-- Source extract start --

How to handle many I/O events - like a pinball machine?

Google : Switch Matrix Lamp Matrix

Basically all the switches are read in 8 bit lumps and the lamps are strobed the same way, just at higher current levels. The coils are driven using latches that are set and reset to turn the drivers on and off.

Jim

Most of it is simple, since pinball machines are the perfecr machines for what computers are worst at, audio-visual random events,

Most of the io you'tre talking about is pretty simple in theory, but a little difficult to build right. You use multiple delay lines between the various lights and bells. That gives the machine a simulated depth percetion that really isn't there. So it's really in principle the same problem as programming a pinball game to play over the net.

the old ones used hard-wired logic.

since the ball can only be in one place at a time: some sort of matrix would work for many of the sensors.

I think many of the bumpers operate autonomously too, if ther ball hits one it hits back. and signals to the scoring processor.

use a matrix.

One easy way to add more I/O lines is via multiplexing. You can do this with two ports, one to select the target (or source) and the other to read or send the data. For example, if the "selector" output uses only 4 active bits, it can output one of 16 values, which go to a 1-16-line multiplexer chip to enable only 1 of 16 octal latches. Then the data (8 bits) is written to the other (output) port, and it goes only to the selected latch. So this way you can control 16 * 8 output lines. And of course, since the control output actually has 256 states you could ultimately control 256 * 8 lines. Inputs work in a similar manner.

Best regards,

Bob Masta dqatechATdaqartaDOTcom D A Q A R T A Data AcQuisition And Real-Time Analysis

You'd have to watch the speed requirements for the inputs. A fast moving ball hitting a switch may only produce a brief pulse. Depending on the shift register speed, and the number of bits, the overhead for the controller may be considerable. You could of course add an RC filter to lengthen the pulse at the cost of some extra components.

-- Source extract end --
-- Extracted records start --

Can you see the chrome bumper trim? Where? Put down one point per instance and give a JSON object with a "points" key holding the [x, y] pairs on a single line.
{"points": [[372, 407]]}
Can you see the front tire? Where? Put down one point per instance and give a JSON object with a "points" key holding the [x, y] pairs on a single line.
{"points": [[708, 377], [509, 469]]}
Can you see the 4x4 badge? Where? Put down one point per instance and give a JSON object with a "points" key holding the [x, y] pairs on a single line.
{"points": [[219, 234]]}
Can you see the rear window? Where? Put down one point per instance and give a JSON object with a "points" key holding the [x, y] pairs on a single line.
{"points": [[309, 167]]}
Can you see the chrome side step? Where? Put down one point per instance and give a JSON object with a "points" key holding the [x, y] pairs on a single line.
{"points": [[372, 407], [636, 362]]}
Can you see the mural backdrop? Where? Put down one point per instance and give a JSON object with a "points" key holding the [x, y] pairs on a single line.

-- Extracted records end --

• Requirement
For each statement, say yes or no to whether it agrees with the pinball thread, and quote the exact words from the thread that settle it.
1. The coils are driven using latches that are set and reset.
2. The old pinball machines used software instead of hard-wired logic.
3. A fast-moving ball hitting a switch may produce only a brief pulse.
Use only the pinball thread to answer, not the data.

• Task solution
1. Yes: "The coils are driven using latches that are set and reset to turn the drivers on and off."
2. No: "the old ones used hard-wired logic."
3. Yes: "A fast moving ball hitting a switch may only produce a brief pulse."